- Your goal:
Begin at the line that has "The user needs to click the lion's mouth." and stop after the line that has "[0,13,157,239]", including both. Rewrite those lines of the material in full, requests included, and scale each bounding-box coordinate in the answers by 0.4, rounding to the nearest whole number with halves rounded up.

- Data for this exercise:
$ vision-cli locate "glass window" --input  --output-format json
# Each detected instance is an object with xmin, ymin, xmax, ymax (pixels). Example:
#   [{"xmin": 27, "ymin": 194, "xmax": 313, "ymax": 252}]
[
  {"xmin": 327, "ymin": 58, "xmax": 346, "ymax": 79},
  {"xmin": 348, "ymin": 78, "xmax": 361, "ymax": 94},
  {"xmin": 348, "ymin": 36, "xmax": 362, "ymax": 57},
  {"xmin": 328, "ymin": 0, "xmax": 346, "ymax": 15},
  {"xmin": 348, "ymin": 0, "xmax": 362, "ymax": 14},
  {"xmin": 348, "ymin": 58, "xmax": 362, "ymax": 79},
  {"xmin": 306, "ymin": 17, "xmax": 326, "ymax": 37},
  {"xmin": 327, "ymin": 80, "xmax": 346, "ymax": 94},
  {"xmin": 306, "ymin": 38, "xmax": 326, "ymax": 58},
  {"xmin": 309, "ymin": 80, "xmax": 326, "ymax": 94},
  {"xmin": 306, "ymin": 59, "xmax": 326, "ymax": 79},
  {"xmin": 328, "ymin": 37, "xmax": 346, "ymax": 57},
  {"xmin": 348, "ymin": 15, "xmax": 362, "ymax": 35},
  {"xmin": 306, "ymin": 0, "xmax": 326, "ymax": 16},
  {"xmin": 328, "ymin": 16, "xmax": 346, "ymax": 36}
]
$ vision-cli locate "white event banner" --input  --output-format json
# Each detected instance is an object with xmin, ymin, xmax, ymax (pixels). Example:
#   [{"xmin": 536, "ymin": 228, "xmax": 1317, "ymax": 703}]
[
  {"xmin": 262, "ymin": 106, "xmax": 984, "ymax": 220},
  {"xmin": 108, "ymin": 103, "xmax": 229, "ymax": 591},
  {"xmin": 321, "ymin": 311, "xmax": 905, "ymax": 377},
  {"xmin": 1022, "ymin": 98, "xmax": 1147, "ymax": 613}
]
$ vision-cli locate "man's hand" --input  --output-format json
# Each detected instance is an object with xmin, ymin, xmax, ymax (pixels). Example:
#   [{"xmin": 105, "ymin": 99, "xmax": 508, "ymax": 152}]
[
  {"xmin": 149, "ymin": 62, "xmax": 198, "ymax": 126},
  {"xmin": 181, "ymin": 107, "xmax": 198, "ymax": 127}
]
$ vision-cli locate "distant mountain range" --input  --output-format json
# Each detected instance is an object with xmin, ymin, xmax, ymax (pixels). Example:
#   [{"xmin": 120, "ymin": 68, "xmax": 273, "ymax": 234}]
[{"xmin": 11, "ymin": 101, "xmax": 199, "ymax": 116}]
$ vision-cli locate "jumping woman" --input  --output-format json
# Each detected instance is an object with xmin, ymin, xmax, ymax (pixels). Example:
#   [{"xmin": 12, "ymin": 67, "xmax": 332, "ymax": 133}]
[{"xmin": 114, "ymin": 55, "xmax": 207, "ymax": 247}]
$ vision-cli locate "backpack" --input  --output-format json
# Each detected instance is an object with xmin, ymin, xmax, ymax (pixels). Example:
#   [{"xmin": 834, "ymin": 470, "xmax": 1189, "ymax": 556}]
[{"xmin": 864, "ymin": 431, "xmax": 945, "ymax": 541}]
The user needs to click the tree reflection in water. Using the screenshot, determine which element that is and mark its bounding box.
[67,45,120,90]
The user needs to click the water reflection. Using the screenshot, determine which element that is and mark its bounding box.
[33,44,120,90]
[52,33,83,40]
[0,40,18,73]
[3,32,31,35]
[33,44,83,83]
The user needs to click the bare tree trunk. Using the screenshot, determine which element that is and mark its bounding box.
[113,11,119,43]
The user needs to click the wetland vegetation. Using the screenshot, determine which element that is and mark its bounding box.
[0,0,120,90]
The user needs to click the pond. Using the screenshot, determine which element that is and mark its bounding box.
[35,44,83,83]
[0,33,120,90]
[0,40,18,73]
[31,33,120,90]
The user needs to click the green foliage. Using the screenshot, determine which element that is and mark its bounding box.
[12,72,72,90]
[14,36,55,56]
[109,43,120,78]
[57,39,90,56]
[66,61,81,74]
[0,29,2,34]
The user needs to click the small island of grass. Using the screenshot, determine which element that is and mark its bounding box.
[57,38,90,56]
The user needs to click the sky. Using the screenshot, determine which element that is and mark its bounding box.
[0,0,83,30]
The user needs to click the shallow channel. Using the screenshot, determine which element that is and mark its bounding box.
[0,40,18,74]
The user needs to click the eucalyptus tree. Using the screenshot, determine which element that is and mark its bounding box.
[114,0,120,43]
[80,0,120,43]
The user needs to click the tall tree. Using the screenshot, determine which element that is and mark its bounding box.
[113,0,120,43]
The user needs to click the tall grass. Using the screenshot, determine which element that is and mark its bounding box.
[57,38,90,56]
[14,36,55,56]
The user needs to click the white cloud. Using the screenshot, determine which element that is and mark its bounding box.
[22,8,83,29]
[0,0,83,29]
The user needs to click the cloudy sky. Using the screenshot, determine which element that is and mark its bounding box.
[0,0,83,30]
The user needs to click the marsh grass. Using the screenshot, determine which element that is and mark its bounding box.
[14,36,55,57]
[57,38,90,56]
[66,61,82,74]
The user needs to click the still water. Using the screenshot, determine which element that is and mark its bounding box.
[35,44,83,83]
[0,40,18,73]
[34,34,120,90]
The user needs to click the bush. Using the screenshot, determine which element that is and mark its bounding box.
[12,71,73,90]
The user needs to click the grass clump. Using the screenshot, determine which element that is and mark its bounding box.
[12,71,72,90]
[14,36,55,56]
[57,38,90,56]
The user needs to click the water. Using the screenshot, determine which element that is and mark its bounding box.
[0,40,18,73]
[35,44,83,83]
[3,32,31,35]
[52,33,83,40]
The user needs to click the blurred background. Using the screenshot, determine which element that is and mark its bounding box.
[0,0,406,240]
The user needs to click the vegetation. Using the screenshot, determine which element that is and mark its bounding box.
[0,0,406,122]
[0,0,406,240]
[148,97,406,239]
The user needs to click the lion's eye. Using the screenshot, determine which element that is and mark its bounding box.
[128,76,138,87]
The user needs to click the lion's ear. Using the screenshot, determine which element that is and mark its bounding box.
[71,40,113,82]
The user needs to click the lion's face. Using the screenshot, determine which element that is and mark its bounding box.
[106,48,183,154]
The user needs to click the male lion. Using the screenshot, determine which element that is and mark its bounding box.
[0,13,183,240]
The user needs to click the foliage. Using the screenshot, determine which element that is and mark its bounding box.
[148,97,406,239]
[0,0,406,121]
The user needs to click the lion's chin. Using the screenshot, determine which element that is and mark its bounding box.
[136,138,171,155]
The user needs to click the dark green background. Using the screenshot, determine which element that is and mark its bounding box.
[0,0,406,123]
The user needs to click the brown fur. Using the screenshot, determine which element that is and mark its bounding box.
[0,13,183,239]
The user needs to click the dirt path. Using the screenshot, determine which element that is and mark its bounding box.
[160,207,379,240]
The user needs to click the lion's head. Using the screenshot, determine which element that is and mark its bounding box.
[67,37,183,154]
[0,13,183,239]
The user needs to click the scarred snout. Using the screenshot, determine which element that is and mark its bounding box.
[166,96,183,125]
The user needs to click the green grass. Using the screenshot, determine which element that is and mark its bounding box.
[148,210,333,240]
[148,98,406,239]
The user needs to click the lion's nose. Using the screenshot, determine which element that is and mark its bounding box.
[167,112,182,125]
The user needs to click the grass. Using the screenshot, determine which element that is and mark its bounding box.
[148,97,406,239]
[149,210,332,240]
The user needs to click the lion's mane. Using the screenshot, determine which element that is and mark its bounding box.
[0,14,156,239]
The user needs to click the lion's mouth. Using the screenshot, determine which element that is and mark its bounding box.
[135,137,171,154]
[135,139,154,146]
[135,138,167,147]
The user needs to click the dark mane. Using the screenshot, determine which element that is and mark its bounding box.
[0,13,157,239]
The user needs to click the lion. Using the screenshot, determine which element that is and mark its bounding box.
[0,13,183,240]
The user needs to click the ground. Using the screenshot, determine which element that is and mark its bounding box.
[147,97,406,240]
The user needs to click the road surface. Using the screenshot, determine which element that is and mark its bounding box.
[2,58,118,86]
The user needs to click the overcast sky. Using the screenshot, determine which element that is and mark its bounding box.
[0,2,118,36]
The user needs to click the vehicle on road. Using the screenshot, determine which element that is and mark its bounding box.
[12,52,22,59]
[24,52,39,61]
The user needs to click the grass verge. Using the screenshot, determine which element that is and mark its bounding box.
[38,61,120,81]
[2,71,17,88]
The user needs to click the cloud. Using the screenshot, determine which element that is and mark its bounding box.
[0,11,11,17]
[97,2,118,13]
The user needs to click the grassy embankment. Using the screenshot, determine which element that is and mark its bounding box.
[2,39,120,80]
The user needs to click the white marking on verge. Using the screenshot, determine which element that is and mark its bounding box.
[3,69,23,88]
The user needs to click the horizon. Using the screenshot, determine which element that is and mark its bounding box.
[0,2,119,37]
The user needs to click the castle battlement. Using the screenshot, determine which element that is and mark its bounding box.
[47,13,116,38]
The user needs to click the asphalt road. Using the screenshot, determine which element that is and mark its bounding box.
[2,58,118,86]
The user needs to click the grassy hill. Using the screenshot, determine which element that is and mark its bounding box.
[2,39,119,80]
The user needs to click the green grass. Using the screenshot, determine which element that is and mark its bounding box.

- Completed task:
The user needs to click the lion's mouth. Using the screenshot, determine which element that is and mark its bounding box.
[54,55,68,62]
[54,56,62,58]
[54,55,67,59]
The user needs to click the dark mane. Using the screenshot, determine which element that is and mark its bounding box.
[0,5,63,96]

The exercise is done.